Task to complete
Copy the records below in full, changing no character.
⟨
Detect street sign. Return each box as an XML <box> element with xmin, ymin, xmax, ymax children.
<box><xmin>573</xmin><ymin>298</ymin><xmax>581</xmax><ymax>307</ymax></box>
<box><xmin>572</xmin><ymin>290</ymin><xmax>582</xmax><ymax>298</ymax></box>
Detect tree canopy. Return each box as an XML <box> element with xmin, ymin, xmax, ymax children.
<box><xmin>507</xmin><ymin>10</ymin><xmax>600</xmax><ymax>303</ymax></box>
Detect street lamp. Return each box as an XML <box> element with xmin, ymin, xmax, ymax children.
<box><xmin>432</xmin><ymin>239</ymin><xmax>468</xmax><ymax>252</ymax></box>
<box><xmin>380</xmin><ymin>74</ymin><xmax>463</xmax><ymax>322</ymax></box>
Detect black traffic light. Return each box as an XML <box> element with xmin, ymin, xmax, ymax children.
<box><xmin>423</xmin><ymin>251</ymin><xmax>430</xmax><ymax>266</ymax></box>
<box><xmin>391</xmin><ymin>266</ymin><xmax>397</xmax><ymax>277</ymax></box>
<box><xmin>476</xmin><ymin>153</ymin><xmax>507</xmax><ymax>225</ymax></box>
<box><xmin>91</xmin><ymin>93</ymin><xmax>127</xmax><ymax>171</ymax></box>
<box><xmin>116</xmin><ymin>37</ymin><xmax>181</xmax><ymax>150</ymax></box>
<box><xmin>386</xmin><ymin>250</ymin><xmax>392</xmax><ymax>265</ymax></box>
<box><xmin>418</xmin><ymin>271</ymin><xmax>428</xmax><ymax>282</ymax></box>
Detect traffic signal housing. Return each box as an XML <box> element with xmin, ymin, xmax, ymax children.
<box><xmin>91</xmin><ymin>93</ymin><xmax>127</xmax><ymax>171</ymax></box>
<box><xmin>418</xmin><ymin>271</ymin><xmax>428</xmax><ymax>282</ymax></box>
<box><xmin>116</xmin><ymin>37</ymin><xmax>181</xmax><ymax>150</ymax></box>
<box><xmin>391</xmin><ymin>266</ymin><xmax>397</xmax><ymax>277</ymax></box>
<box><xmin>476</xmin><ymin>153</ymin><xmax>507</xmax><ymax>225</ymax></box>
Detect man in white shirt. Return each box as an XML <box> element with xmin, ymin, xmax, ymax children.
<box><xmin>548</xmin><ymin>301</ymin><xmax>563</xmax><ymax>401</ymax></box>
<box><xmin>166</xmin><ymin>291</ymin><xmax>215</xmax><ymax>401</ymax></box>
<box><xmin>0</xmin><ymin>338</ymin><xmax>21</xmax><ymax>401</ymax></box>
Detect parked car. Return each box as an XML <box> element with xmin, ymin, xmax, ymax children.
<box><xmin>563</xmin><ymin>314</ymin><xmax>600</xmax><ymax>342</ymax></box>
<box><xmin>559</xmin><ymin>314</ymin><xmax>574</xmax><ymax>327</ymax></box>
⟩
Output for this task
Detect street sign. Return each box as an XML <box> element with xmin, ymin, xmax, ymax children.
<box><xmin>573</xmin><ymin>298</ymin><xmax>581</xmax><ymax>307</ymax></box>
<box><xmin>572</xmin><ymin>290</ymin><xmax>582</xmax><ymax>298</ymax></box>
Detect tree canopy. Return each box as an XML <box> element with xmin, ymin, xmax, ymax children.
<box><xmin>507</xmin><ymin>10</ymin><xmax>600</xmax><ymax>303</ymax></box>
Detect street lamp. Return each box as an XML <box> element with xmin, ymin, xmax, ymax children.
<box><xmin>432</xmin><ymin>239</ymin><xmax>468</xmax><ymax>252</ymax></box>
<box><xmin>380</xmin><ymin>74</ymin><xmax>463</xmax><ymax>322</ymax></box>
Detect black traffic light. Return each box as an XML <box> element with xmin, ymin, xmax, ymax children.
<box><xmin>423</xmin><ymin>251</ymin><xmax>430</xmax><ymax>266</ymax></box>
<box><xmin>391</xmin><ymin>266</ymin><xmax>397</xmax><ymax>277</ymax></box>
<box><xmin>476</xmin><ymin>153</ymin><xmax>507</xmax><ymax>225</ymax></box>
<box><xmin>91</xmin><ymin>93</ymin><xmax>127</xmax><ymax>171</ymax></box>
<box><xmin>116</xmin><ymin>37</ymin><xmax>181</xmax><ymax>150</ymax></box>
<box><xmin>386</xmin><ymin>250</ymin><xmax>392</xmax><ymax>265</ymax></box>
<box><xmin>418</xmin><ymin>271</ymin><xmax>428</xmax><ymax>282</ymax></box>
Detect traffic signal housing. Return each box as an XML <box> element with xmin, ymin, xmax, ymax children.
<box><xmin>91</xmin><ymin>93</ymin><xmax>127</xmax><ymax>171</ymax></box>
<box><xmin>418</xmin><ymin>271</ymin><xmax>428</xmax><ymax>282</ymax></box>
<box><xmin>116</xmin><ymin>37</ymin><xmax>181</xmax><ymax>150</ymax></box>
<box><xmin>391</xmin><ymin>266</ymin><xmax>397</xmax><ymax>277</ymax></box>
<box><xmin>476</xmin><ymin>153</ymin><xmax>507</xmax><ymax>225</ymax></box>
Detect man in white shirt. Return each box as an XML <box> element with xmin, ymin, xmax, ymax children.
<box><xmin>548</xmin><ymin>301</ymin><xmax>563</xmax><ymax>401</ymax></box>
<box><xmin>166</xmin><ymin>291</ymin><xmax>215</xmax><ymax>401</ymax></box>
<box><xmin>0</xmin><ymin>338</ymin><xmax>21</xmax><ymax>401</ymax></box>
Detect parked car. Return each box as an XML <box> element with xmin, ymin, xmax, ymax children.
<box><xmin>563</xmin><ymin>314</ymin><xmax>600</xmax><ymax>342</ymax></box>
<box><xmin>559</xmin><ymin>314</ymin><xmax>574</xmax><ymax>327</ymax></box>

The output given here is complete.